Second National Latino Credit Union Conference
Remarks as prepared for delivery
by Secretary Mel Martinez
San Diego, California
Friday, April 12, 2002
Good morning. I appreciate your warm welcome, and
Clifford's very generous introduction. Thank you, Clifford, and
thank you for your leadership of the Federation. I am honored by
the invitation to join all of you here at this important conference.
I also want to acknowledge Dennis Dollar. After several
years of tireless service on its Board, Chairman Dollar was appointed
by President Bush last September to head up the National Credit
Union Administration. Thank you very much for being here.
By bringing together credit unions united behind the
goal of service to the Latino community, the National Federation
of Community Development Credit Unions has created a unique forum.
The strategies that you develop and exchange here have the potential
to benefit communities across the country. Thank you to the Federation
for sponsoring this conference. As HUD Secretary, I appreciate your
focus on Latino housing initiatives and financial literacy.
I understand that I am the first Cabinet Secretary
to address such a gathering. Your invitation - and my acceptance
- says something powerful about the growing importance of the Latino
As our population grows, so does our influence on
American culture and our impact on the economy. President Bush recognizes
this. Every department in his Administration is focused on giving
Latinos new opportunities to achieve success for themselves and
I will make a bet that while I may be the first member
of the Cabinet to visit with you, I will not be the last.
This is a remarkable and challenging time in our country.
We find ourselves in the middle of a war that we did
not ask for, but a war that we are committed to winning. And through
the firm and principled leadership of President Bush, we will. The
turmoil in the Middle East only complicates an already difficult
situation, and we hope Secretary Powell will succeed in his mission.
Above all, the President is doing everything he can
to keep Americans safe at home. The new Office of Homeland Security
is coordinating the efforts of federal, state, and local governments
in defending against attacks. Our work together at all levels of
government and volunteers will make our country safer every day.
The President recently traveled to Mexico, Peru, and
El Salvador to discuss the war with our allies in the anti-terror
coalition. Because our nations have so much in common, the discussions
went beyond the warfront and touched on many of the interests and
concerns we share.
+ + +
→ **PROBLEMS TO SOLVE**:
1: In the speech, condense the paragraph beginning "I also want to acknowledge Dennis Dollar" into one or two shorter sentences that keep its main facts.
2: According to the speech, which countries did the President recently visit?
3: Pick up the speech to the Latino credit union conference right after its final sentence and write the next few sentences.
The material that comes after the speech is separate from it.

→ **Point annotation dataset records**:
+ + +
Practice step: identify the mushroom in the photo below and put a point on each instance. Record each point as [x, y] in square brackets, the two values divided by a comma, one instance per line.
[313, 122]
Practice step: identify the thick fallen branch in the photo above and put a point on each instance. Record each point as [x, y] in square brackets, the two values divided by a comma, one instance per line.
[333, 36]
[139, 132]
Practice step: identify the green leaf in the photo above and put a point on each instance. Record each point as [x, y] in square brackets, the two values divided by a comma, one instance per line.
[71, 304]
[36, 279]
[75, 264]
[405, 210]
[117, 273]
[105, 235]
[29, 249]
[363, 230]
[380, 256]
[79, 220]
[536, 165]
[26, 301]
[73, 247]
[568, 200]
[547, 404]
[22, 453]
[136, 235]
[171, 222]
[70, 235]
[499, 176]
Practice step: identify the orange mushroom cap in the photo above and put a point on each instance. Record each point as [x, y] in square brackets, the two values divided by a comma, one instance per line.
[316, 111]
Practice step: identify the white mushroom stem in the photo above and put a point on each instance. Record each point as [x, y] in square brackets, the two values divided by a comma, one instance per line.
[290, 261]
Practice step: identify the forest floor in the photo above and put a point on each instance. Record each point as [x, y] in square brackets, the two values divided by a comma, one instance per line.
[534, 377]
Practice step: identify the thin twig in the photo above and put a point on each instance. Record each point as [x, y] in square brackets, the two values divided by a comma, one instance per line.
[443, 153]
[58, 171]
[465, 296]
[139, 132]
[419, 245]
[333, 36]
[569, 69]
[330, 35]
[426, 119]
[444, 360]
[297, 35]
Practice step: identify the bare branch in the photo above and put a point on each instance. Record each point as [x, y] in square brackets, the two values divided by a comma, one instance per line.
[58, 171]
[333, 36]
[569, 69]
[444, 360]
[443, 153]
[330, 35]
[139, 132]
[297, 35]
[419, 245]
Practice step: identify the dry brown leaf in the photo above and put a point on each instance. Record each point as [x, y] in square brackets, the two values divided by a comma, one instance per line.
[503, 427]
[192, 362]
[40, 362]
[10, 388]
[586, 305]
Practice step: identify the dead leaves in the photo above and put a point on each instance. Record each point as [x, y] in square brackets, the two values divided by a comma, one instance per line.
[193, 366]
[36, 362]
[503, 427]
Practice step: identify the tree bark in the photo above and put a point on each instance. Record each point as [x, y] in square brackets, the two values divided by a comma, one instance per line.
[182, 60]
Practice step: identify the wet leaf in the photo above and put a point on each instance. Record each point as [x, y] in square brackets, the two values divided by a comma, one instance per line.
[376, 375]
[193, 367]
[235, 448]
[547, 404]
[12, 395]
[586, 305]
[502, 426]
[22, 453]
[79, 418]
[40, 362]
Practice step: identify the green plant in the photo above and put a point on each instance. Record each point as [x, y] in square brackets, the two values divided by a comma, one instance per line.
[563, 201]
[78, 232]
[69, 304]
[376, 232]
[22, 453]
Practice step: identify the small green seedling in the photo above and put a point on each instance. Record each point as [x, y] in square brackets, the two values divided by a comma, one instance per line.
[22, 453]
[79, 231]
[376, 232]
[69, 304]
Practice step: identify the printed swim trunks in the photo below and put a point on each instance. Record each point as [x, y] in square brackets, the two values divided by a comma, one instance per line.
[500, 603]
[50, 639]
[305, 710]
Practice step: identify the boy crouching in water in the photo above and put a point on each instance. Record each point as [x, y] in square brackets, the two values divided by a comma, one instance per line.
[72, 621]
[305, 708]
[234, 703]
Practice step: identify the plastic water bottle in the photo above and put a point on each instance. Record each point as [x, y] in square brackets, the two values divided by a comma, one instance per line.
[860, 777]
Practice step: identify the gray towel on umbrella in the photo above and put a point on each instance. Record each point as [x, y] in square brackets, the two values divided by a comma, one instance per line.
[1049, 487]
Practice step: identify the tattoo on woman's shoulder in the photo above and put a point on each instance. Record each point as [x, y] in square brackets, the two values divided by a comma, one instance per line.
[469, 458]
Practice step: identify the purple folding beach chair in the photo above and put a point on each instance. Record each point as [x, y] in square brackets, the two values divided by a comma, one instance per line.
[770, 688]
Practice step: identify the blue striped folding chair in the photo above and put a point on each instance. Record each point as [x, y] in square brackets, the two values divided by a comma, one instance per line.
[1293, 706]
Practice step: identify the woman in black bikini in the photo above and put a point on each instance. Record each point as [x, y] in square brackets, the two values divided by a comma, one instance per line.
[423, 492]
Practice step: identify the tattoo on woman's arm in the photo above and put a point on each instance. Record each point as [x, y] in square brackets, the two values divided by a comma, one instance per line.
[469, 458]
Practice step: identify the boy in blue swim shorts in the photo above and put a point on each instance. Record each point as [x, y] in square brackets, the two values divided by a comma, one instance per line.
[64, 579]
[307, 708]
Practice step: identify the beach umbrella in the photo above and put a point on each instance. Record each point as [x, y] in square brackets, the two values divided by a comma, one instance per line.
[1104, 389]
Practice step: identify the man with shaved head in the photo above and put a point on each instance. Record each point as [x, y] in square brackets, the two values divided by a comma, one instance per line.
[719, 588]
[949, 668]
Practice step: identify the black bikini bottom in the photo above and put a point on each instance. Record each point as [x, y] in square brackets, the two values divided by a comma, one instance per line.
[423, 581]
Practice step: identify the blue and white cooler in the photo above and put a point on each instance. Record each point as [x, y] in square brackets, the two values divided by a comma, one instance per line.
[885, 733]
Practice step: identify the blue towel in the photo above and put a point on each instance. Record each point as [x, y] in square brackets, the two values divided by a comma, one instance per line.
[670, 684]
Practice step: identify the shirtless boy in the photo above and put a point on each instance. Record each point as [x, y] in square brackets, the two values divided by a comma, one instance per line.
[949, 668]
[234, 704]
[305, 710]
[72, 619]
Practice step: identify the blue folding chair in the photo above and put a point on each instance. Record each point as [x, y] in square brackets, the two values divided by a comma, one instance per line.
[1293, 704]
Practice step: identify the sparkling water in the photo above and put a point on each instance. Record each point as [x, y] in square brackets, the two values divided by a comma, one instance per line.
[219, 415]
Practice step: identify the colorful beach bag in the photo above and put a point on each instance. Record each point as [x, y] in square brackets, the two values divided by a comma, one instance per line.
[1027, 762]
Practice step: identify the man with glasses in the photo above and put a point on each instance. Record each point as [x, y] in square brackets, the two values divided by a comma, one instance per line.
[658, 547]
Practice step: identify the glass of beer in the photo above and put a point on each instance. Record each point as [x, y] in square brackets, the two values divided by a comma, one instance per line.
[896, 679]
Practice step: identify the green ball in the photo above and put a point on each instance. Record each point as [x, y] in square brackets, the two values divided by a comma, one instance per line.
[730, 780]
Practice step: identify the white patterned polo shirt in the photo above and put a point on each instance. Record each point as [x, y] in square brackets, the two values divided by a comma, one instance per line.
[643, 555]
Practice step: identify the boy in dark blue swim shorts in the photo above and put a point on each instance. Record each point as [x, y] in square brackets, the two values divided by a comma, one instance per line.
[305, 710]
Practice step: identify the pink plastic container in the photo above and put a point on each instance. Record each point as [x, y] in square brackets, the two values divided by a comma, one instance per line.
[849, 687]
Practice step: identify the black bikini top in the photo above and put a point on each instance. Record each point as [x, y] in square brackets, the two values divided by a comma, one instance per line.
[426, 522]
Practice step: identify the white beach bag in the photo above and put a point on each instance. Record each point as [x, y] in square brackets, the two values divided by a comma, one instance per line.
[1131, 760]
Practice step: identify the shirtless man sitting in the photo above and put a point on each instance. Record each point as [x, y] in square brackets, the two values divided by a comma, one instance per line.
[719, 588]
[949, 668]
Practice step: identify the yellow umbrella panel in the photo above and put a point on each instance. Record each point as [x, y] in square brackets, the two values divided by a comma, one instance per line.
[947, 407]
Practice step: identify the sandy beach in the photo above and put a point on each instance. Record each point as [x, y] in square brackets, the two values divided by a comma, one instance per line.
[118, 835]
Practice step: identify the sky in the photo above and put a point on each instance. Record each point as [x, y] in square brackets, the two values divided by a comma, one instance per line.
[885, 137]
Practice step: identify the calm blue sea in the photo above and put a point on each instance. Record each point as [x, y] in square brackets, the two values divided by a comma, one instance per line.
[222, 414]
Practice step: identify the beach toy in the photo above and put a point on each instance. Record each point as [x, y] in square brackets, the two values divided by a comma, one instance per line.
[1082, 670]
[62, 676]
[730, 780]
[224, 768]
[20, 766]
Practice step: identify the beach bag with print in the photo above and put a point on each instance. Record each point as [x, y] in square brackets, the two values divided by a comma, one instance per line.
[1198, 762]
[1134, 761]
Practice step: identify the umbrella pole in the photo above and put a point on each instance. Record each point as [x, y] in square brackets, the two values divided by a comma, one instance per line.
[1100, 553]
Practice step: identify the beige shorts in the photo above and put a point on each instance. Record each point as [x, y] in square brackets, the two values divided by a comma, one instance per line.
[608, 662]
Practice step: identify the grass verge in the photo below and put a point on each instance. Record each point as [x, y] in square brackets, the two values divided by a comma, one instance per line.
+ + +
→ **THE ANSWERS**:
1: The Secretary acknowledged Dennis Dollar, who served for several years on the National Credit Union Administration's Board before President Bush appointed him to lead it last September, and thanked him for attending.

2: Mexico, Peru, and El Salvador.

3:
In Mexico, President Bush and President Fox talked
specifically about the importance of modernizing our border. We
need to make sure that the legal commerce that passes between our
two nations continues. And we need to make it easier for families
to cross the border when they go to visit one another.
President Bush considers our neighbor to the south
to be a good friend, and the relationship between our two countries
is built on the idea that prosperity on one side of the border encourages
prosperity on the other. The warm, personal relationship between
President Bush and President Fox will pay dividends for both countries.
The discussions in Peru centered on illegal drugs
- how to choke off the supply in Peru and how to curb the demand
in the U.S.
In El Salvador, the leaders talked about promoting
free and fair trade between our countries. They also discussed El
Salvador's recovery from the damage caused by a pair of severe earthquakes
last year. President Bush sent me last June to see the damage and
report back on the relief effort.
The United States has already contributed millions
of dollars to El Salvador's reconstruction effort. And we will spend
even more this year.
While the President's work here at home touches every
American, many of the accomplishments of the past 15 months have
special significance to Latino families.
The President's education legislation will help our
children get better grades by boosting funds for disadvantaged students.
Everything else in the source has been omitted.